:: Record list ::
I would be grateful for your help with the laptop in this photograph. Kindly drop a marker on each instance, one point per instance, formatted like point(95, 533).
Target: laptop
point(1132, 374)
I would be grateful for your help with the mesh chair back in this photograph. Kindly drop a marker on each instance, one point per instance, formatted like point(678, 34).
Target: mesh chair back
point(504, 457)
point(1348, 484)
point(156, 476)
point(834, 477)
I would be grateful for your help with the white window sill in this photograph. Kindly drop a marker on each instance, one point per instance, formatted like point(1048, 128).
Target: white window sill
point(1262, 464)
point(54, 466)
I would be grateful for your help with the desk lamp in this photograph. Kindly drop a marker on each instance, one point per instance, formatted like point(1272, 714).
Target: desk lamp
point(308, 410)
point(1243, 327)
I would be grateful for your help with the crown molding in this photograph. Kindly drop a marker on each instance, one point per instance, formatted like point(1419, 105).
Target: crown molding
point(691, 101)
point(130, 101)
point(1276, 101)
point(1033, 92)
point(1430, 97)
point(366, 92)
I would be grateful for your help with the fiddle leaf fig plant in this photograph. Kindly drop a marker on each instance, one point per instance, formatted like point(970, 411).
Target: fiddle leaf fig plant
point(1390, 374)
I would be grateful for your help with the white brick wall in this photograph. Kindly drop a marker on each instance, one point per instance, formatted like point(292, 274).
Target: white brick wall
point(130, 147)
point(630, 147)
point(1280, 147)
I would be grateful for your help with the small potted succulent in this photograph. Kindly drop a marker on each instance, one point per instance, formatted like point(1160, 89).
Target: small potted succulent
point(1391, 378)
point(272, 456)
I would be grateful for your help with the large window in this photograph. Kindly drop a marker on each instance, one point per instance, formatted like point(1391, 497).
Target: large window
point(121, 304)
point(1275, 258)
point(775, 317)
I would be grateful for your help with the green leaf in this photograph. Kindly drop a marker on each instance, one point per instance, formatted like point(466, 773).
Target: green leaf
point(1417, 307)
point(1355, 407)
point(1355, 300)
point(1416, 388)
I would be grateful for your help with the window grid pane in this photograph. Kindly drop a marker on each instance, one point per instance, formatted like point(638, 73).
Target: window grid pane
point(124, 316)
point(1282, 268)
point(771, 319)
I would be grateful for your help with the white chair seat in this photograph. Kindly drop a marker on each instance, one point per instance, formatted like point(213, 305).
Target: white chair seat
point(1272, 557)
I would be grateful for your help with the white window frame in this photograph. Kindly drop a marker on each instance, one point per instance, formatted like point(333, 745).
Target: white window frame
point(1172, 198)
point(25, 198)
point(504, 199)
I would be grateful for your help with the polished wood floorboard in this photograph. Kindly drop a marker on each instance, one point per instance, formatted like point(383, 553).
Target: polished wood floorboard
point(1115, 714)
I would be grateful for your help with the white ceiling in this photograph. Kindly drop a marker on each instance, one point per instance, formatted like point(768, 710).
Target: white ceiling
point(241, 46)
:::
→ What is being asked: Express the rows starting at the line that contains "I would be grateful for your help with the white brick" and ending at the line that contains "point(272, 456)" as a Markdown table with two columns, No. and Line, numbering each line and omitting any blank ones.

→ Expected output:
| No. | Line |
|---|---|
| 1 | I would be grateful for your help with the white brick wall in this photograph. Kindly drop a marker on each instance, one point per instance, formatted like point(292, 274). |
| 2 | Target: white brick wall |
| 3 | point(130, 147) |
| 4 | point(630, 147) |
| 5 | point(1280, 147) |
| 6 | I would be grateful for your help with the small potted succulent in this photograph. Kindly drop a marker on each instance, one point per instance, formatted like point(1160, 89). |
| 7 | Target: small potted succulent |
| 8 | point(1391, 378) |
| 9 | point(272, 456) |